**Data rows:**
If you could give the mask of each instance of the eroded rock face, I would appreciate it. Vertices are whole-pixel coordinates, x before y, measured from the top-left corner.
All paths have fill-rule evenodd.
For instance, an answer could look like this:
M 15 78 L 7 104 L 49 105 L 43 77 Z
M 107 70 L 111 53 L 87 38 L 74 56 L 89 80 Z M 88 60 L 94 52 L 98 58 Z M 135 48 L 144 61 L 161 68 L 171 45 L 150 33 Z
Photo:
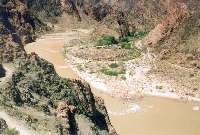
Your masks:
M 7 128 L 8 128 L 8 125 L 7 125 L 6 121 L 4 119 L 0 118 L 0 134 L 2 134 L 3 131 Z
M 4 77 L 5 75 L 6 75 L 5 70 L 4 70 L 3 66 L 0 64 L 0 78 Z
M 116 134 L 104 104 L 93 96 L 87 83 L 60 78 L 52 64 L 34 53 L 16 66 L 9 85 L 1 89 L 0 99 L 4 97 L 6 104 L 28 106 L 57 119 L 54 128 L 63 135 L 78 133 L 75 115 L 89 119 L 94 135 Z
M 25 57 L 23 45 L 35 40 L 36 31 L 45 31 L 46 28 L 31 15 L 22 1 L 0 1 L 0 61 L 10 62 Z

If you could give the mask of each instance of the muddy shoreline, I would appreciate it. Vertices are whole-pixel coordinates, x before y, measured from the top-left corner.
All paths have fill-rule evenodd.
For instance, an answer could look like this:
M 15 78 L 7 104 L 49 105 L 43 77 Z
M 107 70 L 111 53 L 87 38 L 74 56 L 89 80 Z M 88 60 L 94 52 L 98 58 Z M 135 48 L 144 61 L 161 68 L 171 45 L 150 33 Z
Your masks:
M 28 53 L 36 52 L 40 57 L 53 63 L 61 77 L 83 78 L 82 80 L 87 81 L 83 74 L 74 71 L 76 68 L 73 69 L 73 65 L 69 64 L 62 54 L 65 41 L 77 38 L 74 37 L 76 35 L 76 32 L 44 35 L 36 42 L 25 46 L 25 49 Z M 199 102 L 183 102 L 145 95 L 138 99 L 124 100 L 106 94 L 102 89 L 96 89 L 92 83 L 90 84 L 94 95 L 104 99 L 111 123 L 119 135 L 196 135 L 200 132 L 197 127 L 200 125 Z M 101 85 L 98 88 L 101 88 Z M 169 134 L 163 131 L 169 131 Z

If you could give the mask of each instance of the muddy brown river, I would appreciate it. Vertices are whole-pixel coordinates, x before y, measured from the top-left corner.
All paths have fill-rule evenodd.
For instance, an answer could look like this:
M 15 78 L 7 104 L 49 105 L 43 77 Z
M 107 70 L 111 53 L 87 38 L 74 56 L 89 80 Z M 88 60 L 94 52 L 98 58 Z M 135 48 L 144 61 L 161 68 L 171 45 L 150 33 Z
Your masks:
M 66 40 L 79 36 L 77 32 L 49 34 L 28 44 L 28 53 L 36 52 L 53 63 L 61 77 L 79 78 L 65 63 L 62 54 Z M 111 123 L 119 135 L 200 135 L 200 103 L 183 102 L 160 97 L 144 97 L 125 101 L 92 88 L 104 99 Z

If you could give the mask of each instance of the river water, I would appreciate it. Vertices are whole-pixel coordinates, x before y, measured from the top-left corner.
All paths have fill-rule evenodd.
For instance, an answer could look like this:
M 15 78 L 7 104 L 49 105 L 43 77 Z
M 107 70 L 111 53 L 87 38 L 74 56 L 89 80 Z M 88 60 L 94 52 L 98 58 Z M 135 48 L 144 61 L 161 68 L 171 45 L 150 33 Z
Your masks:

**Aim of the task:**
Could you give every item above as a numbered list, with the blank lines dropped and the pictures left out?

**Exercise result:**
1. If you could give the mask of each instance of the eroded rock face, I would appreciate it. Vertices are whole-pixel coordinates, x before y, measured from the top-left corner.
2. All paths have fill-rule evenodd.
3. For instance, an answer could look like this:
4. M 15 78 L 7 104 L 49 105 L 43 77 Z
5. M 107 70 L 111 53 L 87 38 L 74 56 L 89 80 Z M 88 60 L 94 52 L 98 58 Z M 135 48 L 144 61 L 161 68 L 171 45 L 150 33 Z
6. Photo:
7. Your masks:
8. M 7 128 L 8 128 L 8 125 L 7 125 L 6 121 L 4 119 L 0 118 L 0 134 L 2 134 L 3 131 Z
9. M 4 77 L 5 75 L 6 75 L 5 70 L 4 70 L 3 66 L 0 64 L 0 78 Z
10. M 116 134 L 104 104 L 93 96 L 87 83 L 60 78 L 52 64 L 34 53 L 16 66 L 9 85 L 1 89 L 0 99 L 4 97 L 6 104 L 28 106 L 57 119 L 54 128 L 63 135 L 78 133 L 75 115 L 89 119 L 94 135 Z
11. M 25 57 L 23 45 L 35 40 L 36 31 L 45 31 L 46 28 L 31 15 L 22 1 L 0 1 L 0 61 L 10 62 Z
12. If you could give the mask of each instance of the muddy shoreline, I would appreciate it. Vertices are whole-pixel coordinates, x before y, measured from the top-left corner.
13. All paths have fill-rule evenodd.
14. For instance, an answer could look like this:
15. M 15 78 L 7 104 L 49 105 L 43 77 Z
16. M 107 70 L 111 53 L 87 38 L 74 56 L 89 80 Z M 88 60 L 94 52 L 98 58 Z M 135 48 L 144 61 L 161 68 L 171 45 L 150 33 Z
17. Your masks:
18. M 28 53 L 36 52 L 40 57 L 53 63 L 61 77 L 83 78 L 82 80 L 87 81 L 83 74 L 74 71 L 76 68 L 73 69 L 73 65 L 69 64 L 62 54 L 65 41 L 77 38 L 74 37 L 76 35 L 76 32 L 44 35 L 36 42 L 25 46 L 25 49 Z M 199 102 L 183 102 L 145 95 L 138 99 L 124 100 L 106 94 L 102 89 L 96 89 L 92 83 L 90 84 L 94 95 L 104 99 L 111 123 L 119 135 L 196 135 L 200 132 L 197 127 L 200 125 Z M 101 85 L 98 88 L 101 88 Z M 169 134 L 163 131 L 169 131 Z
19. If you could give the mask of each instance of the muddy brown river, I would appreciate it. Vertices are whole-pixel coordinates, x before y, measured from the top-left corner.
20. All paths have fill-rule evenodd.
21. For instance, an answer could look like this:
22. M 15 78 L 7 104 L 49 105 L 43 77 Z
23. M 107 70 L 111 53 L 87 38 L 74 56 L 89 80 Z M 88 60 L 94 52 L 98 58 Z M 135 48 L 144 61 L 161 68 L 171 45 L 150 33 Z
24. Your masks:
25. M 66 40 L 79 36 L 77 32 L 49 34 L 28 44 L 28 53 L 36 52 L 53 63 L 61 77 L 79 78 L 65 63 L 62 54 Z M 111 123 L 119 135 L 200 135 L 200 103 L 183 102 L 160 97 L 144 97 L 125 101 L 92 88 L 104 99 Z
26. If you could give the mask of each instance of the river water, I would appreciate it. Vertices are whole-pixel coordinates, x before y, measured from the top-left corner.
27. All paths have fill-rule evenodd.
28. For instance, an answer could look like this:
29. M 15 78 L 7 104 L 49 105 L 43 77 Z
30. M 107 70 L 111 53 L 87 38 L 74 56 L 89 80 Z M 88 60 L 94 52 L 98 58 Z M 135 48 L 144 61 L 161 68 L 171 45 L 150 33 Z
31. Your masks:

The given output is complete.